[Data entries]
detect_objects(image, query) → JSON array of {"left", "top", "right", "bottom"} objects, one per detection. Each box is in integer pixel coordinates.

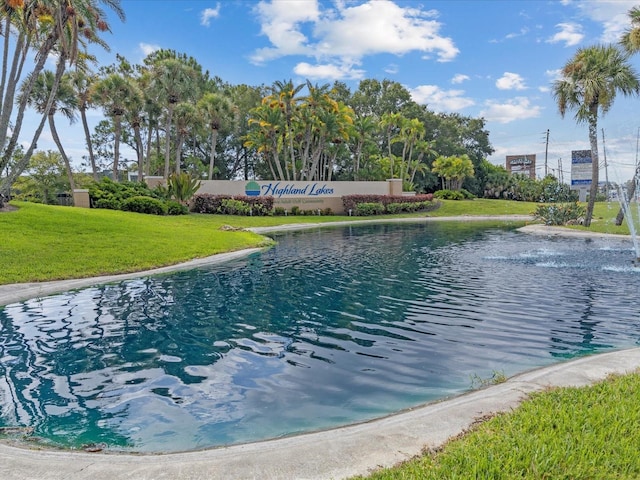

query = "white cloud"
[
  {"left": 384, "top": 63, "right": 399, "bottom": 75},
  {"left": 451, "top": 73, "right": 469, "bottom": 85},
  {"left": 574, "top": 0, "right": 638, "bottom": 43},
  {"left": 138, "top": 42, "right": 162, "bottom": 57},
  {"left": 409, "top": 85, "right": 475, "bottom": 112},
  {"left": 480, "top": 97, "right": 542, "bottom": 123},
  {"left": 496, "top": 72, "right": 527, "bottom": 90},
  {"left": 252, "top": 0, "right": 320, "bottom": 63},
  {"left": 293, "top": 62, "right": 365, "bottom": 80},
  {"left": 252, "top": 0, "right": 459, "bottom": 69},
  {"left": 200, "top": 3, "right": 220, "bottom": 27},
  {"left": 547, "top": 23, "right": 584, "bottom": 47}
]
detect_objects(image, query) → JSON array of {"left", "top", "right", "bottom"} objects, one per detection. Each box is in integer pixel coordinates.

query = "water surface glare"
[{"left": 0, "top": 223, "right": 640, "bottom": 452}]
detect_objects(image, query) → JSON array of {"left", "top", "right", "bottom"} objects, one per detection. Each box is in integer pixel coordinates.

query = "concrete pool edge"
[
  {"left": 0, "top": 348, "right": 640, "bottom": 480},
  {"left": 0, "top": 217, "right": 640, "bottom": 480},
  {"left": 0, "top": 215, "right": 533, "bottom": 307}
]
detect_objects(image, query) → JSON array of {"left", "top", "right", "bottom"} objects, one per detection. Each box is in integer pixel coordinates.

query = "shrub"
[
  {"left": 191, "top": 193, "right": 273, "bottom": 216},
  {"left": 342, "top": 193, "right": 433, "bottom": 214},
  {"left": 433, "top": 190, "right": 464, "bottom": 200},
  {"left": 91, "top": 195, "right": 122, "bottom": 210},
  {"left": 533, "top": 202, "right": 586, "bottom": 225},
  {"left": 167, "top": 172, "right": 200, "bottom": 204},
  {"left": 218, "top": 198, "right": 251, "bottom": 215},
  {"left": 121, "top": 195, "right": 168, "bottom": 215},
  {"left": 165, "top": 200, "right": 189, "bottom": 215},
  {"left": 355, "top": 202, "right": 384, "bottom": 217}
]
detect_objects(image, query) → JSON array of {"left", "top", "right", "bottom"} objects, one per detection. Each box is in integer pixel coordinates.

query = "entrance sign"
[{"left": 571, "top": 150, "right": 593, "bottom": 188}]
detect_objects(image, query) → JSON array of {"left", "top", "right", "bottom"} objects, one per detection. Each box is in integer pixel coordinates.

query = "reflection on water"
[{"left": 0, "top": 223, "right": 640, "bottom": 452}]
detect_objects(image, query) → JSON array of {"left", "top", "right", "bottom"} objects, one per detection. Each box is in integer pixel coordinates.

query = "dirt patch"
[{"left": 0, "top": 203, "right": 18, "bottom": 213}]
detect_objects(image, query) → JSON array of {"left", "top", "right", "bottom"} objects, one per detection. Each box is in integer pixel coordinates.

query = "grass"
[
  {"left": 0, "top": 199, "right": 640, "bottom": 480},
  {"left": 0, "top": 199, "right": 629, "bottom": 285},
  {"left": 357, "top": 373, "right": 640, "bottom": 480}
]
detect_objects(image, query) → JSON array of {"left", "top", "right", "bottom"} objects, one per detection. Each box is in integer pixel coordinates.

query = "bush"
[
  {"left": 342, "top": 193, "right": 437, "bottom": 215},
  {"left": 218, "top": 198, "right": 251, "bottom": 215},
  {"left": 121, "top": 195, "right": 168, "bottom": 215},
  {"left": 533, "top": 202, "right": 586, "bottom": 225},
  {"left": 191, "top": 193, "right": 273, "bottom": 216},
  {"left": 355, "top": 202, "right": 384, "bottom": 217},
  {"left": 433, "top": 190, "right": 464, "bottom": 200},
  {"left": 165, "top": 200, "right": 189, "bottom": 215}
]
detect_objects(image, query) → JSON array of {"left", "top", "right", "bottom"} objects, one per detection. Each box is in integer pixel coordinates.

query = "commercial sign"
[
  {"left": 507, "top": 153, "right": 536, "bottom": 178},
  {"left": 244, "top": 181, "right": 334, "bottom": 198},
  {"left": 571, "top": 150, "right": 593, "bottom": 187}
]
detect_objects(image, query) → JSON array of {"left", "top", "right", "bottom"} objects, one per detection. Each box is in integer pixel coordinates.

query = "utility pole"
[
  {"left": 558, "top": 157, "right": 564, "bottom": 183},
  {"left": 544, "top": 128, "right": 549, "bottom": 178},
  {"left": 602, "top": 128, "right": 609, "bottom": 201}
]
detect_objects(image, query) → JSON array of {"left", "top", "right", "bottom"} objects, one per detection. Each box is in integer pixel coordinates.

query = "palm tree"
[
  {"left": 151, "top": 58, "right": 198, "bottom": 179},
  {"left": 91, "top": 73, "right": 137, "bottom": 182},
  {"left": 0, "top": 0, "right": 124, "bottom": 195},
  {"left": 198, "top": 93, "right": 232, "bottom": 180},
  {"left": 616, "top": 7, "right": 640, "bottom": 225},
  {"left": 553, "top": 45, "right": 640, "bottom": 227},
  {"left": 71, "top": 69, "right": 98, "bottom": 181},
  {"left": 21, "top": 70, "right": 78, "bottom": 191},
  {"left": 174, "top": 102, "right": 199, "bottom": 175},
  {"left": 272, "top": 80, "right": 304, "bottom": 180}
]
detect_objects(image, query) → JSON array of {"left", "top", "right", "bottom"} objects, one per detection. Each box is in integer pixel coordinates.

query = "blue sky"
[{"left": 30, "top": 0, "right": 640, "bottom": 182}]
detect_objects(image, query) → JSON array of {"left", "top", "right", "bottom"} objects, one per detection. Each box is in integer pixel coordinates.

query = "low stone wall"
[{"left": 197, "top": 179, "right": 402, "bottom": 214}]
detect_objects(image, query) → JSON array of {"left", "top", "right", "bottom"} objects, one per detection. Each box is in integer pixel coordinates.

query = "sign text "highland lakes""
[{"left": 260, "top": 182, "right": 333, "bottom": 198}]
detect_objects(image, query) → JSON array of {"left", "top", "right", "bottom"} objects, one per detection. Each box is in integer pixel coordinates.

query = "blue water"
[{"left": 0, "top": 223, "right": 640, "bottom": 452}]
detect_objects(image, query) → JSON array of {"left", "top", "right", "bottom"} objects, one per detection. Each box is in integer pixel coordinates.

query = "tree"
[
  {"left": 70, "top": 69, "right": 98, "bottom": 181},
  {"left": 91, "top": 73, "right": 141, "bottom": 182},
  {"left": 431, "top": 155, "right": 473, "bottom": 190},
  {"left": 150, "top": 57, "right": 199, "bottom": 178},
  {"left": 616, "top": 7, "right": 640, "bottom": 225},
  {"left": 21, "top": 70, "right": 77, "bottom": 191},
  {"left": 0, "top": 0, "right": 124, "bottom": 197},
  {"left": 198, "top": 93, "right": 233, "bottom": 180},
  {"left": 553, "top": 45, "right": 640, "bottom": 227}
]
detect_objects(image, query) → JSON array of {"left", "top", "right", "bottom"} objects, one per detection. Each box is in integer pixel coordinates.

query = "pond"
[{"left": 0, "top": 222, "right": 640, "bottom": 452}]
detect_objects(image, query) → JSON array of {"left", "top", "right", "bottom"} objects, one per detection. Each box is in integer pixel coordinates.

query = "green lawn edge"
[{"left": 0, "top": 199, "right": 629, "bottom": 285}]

* * *

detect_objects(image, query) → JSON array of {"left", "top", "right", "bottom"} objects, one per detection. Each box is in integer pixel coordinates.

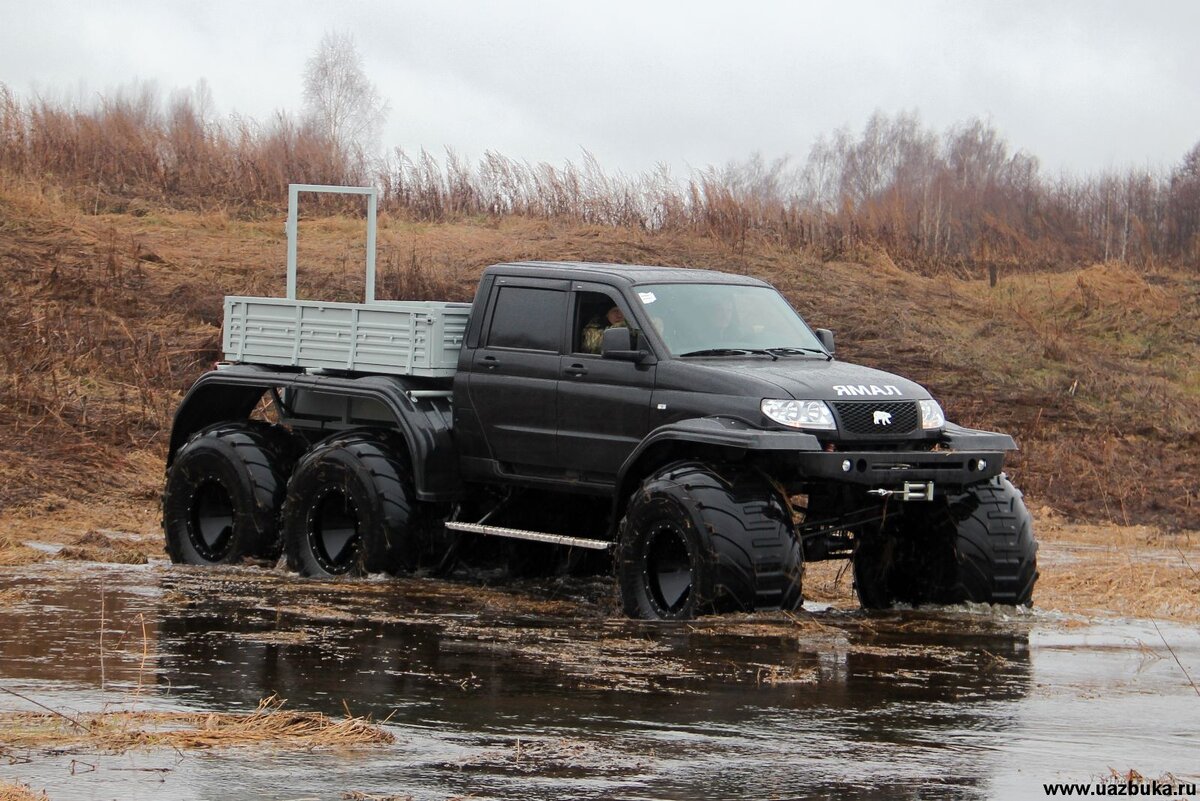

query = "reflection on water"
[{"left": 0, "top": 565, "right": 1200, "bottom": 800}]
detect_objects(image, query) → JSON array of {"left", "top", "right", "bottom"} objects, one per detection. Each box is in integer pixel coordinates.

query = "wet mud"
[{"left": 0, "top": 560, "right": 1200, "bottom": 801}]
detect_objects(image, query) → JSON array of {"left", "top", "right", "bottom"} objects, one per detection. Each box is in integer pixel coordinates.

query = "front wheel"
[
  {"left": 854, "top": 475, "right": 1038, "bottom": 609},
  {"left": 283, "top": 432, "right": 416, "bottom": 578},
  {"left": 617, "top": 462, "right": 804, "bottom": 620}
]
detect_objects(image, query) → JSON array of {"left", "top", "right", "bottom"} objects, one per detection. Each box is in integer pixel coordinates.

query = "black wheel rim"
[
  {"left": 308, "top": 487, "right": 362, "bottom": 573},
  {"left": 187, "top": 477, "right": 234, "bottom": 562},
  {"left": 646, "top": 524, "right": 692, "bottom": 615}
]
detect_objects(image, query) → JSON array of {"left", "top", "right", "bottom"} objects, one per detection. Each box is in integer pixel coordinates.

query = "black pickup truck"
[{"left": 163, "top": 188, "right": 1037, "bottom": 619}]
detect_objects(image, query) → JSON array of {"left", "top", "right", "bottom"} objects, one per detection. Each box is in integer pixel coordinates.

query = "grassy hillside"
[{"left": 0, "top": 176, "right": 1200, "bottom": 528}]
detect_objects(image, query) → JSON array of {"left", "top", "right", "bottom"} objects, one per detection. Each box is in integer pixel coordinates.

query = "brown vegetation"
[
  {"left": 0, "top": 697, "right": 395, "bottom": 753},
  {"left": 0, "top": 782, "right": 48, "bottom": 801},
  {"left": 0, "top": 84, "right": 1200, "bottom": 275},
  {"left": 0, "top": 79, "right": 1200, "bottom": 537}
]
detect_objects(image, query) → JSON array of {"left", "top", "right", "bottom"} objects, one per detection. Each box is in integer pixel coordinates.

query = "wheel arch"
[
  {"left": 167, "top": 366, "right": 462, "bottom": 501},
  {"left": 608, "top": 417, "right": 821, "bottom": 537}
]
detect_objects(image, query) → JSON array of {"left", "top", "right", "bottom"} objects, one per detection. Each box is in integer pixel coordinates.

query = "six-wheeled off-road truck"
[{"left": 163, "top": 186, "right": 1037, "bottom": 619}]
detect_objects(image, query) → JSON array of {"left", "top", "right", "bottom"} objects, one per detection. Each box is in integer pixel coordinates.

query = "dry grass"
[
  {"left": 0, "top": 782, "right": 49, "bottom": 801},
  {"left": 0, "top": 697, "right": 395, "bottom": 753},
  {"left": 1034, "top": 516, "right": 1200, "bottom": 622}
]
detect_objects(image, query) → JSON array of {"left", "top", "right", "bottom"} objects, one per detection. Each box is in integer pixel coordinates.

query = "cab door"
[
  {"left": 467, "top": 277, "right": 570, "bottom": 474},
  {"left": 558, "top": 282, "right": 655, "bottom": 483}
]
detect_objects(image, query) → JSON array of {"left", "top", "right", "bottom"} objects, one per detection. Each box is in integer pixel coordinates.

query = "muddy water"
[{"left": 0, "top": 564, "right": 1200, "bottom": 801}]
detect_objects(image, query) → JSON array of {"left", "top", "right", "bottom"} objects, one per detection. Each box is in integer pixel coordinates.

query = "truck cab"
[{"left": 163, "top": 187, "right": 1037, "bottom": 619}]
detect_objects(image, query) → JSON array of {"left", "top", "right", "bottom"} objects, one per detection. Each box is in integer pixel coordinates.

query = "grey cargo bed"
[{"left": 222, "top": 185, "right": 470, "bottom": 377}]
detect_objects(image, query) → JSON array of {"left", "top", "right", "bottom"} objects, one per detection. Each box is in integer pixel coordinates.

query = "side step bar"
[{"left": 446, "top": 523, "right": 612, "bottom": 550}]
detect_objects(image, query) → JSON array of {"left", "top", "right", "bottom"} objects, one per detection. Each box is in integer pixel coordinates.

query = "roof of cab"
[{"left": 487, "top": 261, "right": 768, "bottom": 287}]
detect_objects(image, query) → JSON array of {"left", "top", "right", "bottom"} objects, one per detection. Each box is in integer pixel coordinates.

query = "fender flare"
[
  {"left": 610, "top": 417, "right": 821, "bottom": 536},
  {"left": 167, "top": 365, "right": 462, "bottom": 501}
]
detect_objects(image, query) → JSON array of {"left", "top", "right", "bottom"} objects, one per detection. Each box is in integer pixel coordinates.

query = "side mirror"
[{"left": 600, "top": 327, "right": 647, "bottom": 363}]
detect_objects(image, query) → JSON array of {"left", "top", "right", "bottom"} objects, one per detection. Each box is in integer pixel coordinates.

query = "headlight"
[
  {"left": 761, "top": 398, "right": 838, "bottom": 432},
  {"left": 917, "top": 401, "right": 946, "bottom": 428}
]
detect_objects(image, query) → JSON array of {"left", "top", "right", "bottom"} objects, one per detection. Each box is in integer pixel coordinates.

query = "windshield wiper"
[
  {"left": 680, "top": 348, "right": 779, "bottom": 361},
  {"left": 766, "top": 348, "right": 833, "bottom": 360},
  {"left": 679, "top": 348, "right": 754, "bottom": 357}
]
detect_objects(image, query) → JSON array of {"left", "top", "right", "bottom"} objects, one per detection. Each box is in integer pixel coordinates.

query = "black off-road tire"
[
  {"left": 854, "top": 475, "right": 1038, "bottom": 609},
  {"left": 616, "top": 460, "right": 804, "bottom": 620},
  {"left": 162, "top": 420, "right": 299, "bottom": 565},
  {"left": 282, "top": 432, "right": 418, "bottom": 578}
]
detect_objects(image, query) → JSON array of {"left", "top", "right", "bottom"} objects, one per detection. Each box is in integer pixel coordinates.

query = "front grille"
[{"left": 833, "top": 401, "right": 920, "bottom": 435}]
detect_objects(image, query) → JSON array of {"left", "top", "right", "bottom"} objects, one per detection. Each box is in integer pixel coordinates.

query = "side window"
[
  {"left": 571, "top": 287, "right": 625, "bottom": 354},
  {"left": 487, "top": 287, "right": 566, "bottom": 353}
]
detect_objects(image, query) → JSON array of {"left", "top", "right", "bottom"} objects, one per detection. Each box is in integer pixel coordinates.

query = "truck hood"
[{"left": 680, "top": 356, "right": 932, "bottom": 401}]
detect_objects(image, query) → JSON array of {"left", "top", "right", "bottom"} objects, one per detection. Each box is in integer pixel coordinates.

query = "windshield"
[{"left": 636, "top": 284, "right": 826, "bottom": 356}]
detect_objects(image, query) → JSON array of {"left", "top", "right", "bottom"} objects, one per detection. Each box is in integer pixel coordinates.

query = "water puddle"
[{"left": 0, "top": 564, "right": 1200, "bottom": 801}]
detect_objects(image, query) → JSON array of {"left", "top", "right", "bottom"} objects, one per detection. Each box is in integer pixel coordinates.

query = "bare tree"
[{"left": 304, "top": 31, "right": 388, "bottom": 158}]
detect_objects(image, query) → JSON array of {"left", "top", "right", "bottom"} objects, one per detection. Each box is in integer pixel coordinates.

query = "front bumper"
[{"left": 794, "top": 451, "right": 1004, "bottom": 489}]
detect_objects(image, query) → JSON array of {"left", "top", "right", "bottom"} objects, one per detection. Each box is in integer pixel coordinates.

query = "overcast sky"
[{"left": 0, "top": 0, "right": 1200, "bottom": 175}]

...

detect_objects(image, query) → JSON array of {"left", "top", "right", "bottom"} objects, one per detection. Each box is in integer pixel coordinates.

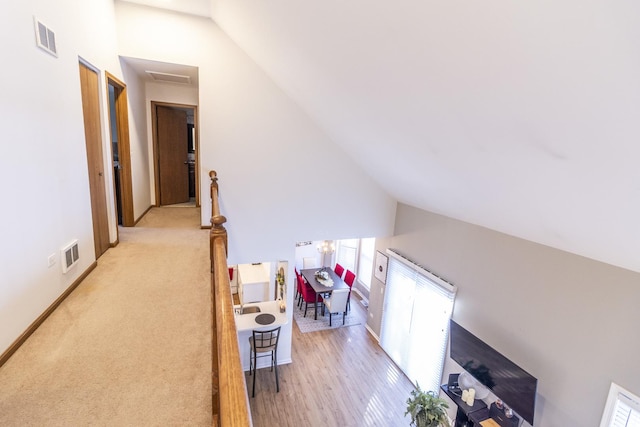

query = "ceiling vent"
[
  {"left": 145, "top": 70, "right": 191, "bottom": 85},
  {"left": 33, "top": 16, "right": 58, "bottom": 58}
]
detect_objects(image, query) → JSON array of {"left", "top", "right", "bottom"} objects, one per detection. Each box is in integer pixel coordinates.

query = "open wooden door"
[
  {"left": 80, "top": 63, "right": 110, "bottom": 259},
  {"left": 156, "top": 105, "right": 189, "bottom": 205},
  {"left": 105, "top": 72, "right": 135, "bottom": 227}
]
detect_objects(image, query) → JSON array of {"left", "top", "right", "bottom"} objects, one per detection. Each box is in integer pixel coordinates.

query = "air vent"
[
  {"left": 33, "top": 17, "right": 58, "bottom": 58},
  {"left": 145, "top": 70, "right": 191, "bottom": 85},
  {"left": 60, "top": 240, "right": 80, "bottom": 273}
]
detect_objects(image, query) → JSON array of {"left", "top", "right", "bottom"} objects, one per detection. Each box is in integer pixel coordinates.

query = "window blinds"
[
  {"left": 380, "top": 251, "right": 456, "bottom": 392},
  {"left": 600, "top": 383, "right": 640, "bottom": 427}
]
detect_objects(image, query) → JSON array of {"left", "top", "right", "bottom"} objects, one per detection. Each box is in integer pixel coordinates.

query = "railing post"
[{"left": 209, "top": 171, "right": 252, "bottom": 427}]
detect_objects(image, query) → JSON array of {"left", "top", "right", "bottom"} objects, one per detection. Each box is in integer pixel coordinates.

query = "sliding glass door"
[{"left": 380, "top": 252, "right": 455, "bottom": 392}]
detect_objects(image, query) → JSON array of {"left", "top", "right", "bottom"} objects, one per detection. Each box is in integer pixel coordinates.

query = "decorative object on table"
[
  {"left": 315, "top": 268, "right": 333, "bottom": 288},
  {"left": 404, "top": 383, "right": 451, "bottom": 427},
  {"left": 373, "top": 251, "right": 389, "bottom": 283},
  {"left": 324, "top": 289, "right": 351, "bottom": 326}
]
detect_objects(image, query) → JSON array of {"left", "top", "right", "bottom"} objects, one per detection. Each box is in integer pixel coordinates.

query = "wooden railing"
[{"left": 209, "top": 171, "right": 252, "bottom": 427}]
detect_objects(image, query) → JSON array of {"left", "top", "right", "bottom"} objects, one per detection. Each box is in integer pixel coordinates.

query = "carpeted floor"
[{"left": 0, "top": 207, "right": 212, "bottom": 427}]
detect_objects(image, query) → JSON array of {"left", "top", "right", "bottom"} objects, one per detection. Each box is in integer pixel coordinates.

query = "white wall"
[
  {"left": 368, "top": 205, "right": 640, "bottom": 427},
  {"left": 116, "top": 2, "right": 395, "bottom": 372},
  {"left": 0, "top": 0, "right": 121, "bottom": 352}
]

SHORT PROBLEM – Locate every line in the records above that contains the string "wall" and copy each one out.

SOLUTION TO THIS PROBLEM –
query = "low stone wall"
query = "white wall"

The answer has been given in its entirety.